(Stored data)
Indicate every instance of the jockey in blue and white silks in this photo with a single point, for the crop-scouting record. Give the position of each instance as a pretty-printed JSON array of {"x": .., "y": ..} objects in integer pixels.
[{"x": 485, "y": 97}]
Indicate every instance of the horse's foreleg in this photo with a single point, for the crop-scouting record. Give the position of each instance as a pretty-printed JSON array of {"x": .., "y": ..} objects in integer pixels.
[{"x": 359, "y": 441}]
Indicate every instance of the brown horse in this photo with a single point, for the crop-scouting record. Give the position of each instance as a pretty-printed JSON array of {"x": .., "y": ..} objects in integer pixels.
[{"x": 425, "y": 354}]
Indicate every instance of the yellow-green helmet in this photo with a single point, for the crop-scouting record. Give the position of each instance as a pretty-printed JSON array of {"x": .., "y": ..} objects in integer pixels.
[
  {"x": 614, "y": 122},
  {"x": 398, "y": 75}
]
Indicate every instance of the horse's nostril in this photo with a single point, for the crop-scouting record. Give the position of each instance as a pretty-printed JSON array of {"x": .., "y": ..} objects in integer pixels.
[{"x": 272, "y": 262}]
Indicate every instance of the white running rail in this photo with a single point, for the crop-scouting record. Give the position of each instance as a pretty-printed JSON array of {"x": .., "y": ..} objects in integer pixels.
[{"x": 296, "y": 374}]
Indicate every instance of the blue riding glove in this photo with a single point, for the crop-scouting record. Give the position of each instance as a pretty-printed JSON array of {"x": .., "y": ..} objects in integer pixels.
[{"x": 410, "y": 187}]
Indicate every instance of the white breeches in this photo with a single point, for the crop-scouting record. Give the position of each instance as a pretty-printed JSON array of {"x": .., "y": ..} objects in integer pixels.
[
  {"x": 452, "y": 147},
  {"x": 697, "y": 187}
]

Exercise instructions: Copy down the whole of the data above, matching it exactly.

Solution for this problem:
Indicate every instance of the jockey in blue and white silks in this photo with a single point, for the crop-scouting record. Give the position of each instance as a pretty-printed JSON array of {"x": .., "y": ..} objects in integer pixels.
[{"x": 485, "y": 97}]
Indicate every instance of the horse's foreleg in this photo with a single point, for the crop-scouting record. Give the position of each instance as a pretty-printed JSON array of {"x": .., "y": ..} objects in integer pixels.
[{"x": 359, "y": 441}]
Indicate every instance of the brown horse in this photo with a single point, for the crop-scouting record. Give the position of each instance as a pretty-printed JSON array of {"x": .., "y": ..} objects in integer pixels.
[{"x": 425, "y": 354}]
Indicate every instance of the yellow-green helmet in this photo with a single point, for the crop-scouting record. Give the position of each instance as a pretty-printed JSON array of {"x": .., "y": ..} objects in integer pixels.
[
  {"x": 614, "y": 122},
  {"x": 398, "y": 75}
]
Indicate every instance of the horse's nostril in this photo with a single point, for the crop-scouting record. Give the position of each instance as a pretty-printed JSON array of {"x": .., "y": ..} objects in integer pixels.
[{"x": 272, "y": 262}]
Indicate every instance of the white running rail in this photo with a single point, for the crop-scouting record. Give the position of each instance as a pretty-printed JSON array of {"x": .., "y": ..} objects in integer pixels.
[{"x": 296, "y": 374}]
Indicate every instance of the blue riding glove in this photo with a single point, for the crop-scouting record. Give the position of each instance as a pretty-printed JSON array of {"x": .., "y": ..} objects in integer pixels.
[{"x": 410, "y": 187}]
Indicate every instance of the white breeches in this photo with a single point, for the crop-scouting record. Give the position of each instance as a pretty-printed JSON array of {"x": .., "y": ..} objects in integer pixels.
[
  {"x": 452, "y": 147},
  {"x": 697, "y": 187}
]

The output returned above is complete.